**QUOTED TEXT:**
Top k sums of two sorted arrays

 

You are given two sorted arrays, of sizes n and m respectively. The task is to output the largest k sums of the form a[i]+b[j]

You can solve this problem using Priority Queue is O(k log(m+n)).The approach is do a graph search through the matrix in order of decreasing sums.

Algorithm:

q : priority queue (decreasing) := empty priority queue
add (0, 0) to q with priority a[0] + b[0]
while k > 0:
    k--
    x := pop q
    output x
    (i, j) : tuple of int,int := position of x
    if i < m:
        add (i + 1, j) to q with priority a[i + 1] + b[j]
    if j < n:
        add (i, j + 1) to q with priority a[i] + b[j + 1]

Analysis:The loop is executed k times.

There is one pop operation per iteration.


There are up to two insert operations per iteration.


The maximum size of the priority queue is O(m + n).


The priority queue can be implemented with a binary heap giving log(size) pop and insert.


Therefore this algorithm is O(k * log(m + n)).

import java.util.PriorityQueue;

public class TopKSums {

	private static class FrontierElem implements Comparable<FrontierElem> {
	    int value;
	    int aIdx;
	    int bIdx;

	    public FrontierElem(int value, int aIdx, int bIdx) {
	        this.value = value;
	        this.aIdx = aIdx;
	        this.bIdx = bIdx;
	    }

	    @Override
	    public int compareTo(FrontierElem o) {
	        return o.value - value;
	    }
	}

	public static void findMaxSum( int [] a, int [] b, int k ) {
	    Integer [] frontierA = new Integer[ a.length ];
	    Integer [] frontierB = new Integer[ b.length ];
	    PriorityQueue<FrontierElem> q = new PriorityQueue<FrontierElem>();
	    frontierA[0] = frontierB[0]=0;
	    q.add( new FrontierElem( a[0]+b[0], 0, 0));
	    while( k > 0 ) {
	        FrontierElem f = q.poll();
	        System.out.println( f.value+"    "+"("+f.aIdx+","+f.bIdx+") queue Size"+q.size() );
	        k--;
	        frontierA[ f.aIdx ] = frontierB[ f.bIdx ] = null;
	        int fRight = f.aIdx+1;
	        int fDown = f.bIdx+1;
	        if( fRight < a.length && frontierA[ fRight ] == null ) {
	            q.add( new FrontierElem( a[fRight]+b[f.bIdx], fRight, f.bIdx));
	            frontierA[ fRight ] = f.bIdx;
	            frontierB[ f.bIdx ] = fRight;
	        }
	        if( fDown < b.length && frontierB[ fDown ] == null ) {
	            q.add( new FrontierElem( a[f.aIdx]+b[fDown], f.aIdx, fDown));
	            frontierA[ f.aIdx ] = fDown;
	            frontierB[ fDown ] = f.aIdx;
	        }
	    }
	}
	public static void main(String[] args) {
		 int[] A = { 21, 20, 19, 18, 17, 16, 15, 14, 13, 11, 10, 9, 7, 6, 5, 4, 3, 2, 1, 0 }; 
		 int[] B = { 20, 19, 18, 17, 16, 15, 14, 13, 12, 10, 9, 8, 7, 6, 5, 4, 3, 2, 1, 0 }; 
		  
		  findMaxSum(A, B, 10);
	}
}

**PROBLEM:** Repeat word for word everything in the top k sums page from "There is one" down to "pop and insert.".

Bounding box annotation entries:
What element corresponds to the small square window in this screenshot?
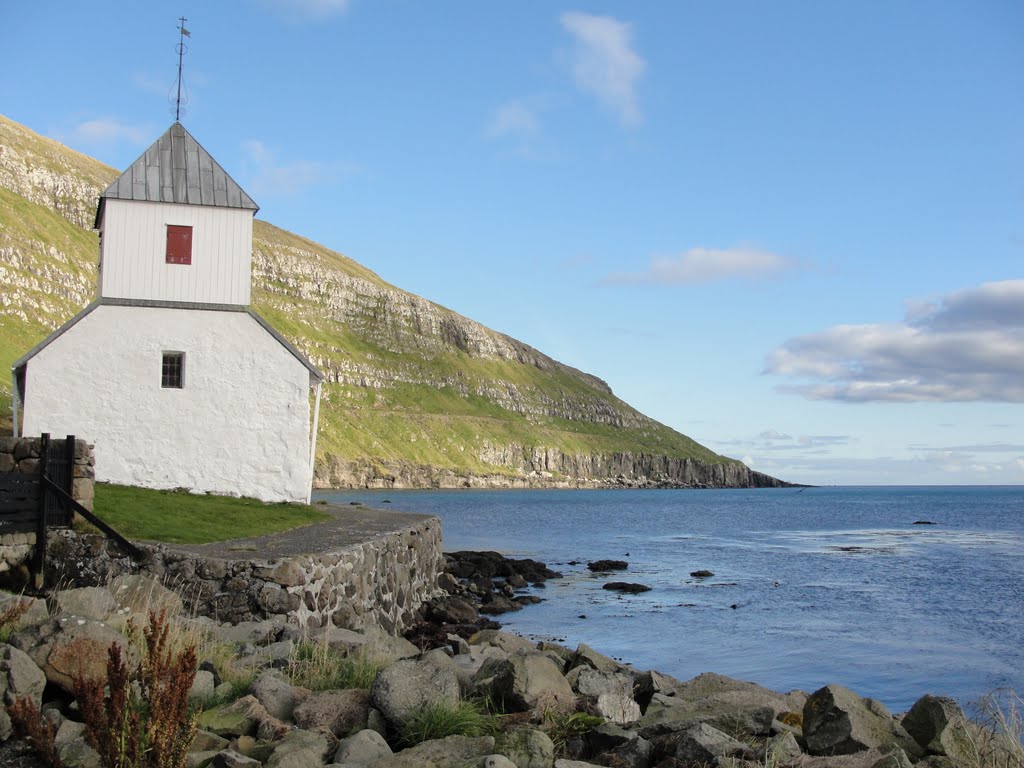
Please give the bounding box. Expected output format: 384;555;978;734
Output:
160;352;185;389
167;224;191;264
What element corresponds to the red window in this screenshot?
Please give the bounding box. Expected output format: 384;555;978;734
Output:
167;224;191;264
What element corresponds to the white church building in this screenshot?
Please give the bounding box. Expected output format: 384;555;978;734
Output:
13;122;323;502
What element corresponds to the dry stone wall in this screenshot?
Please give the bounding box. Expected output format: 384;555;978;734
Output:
47;517;444;634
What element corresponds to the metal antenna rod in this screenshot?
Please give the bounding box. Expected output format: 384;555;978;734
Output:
174;16;191;123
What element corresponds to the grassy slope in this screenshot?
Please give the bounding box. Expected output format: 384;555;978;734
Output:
93;482;331;544
0;117;732;481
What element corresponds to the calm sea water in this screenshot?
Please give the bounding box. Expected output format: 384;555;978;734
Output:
317;486;1024;711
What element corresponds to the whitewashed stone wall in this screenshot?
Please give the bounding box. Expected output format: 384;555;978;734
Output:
47;517;443;634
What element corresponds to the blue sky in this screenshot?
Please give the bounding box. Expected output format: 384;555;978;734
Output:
0;0;1024;484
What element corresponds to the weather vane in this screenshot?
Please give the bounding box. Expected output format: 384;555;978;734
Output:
174;16;191;123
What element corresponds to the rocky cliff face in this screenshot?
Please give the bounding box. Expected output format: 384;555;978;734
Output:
0;117;790;487
313;446;791;489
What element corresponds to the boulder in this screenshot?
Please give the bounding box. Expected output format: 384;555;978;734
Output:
0;593;50;631
110;573;182;616
676;723;750;765
199;695;259;738
210;750;263;768
901;695;974;762
293;688;370;737
601;582;650;595
252;670;295;720
871;749;913;768
52;587;118;622
638;673;805;738
266;730;330;768
53;720;102;768
587;560;630;572
565;666;633;699
334;728;392;765
469;630;534;653
188;731;228;752
372;736;495;768
594;693;640;724
765;731;803;765
804;685;924;757
569;643;630;672
0;645;46;741
473;651;575;712
29;616;137;695
211;616;285;645
188;670;217;703
371;658;459;724
495;726;555;768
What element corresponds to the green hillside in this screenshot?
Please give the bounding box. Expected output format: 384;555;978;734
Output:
0;117;772;485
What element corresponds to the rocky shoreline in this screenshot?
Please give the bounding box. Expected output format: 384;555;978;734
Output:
0;552;1024;768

**COMPLETED TASK:**
There is one pop operation per iteration.


There are up to two insert operations per iteration.


The maximum size of the priority queue is O(m + n).


The priority queue can be implemented with a binary heap giving log(size) pop and insert.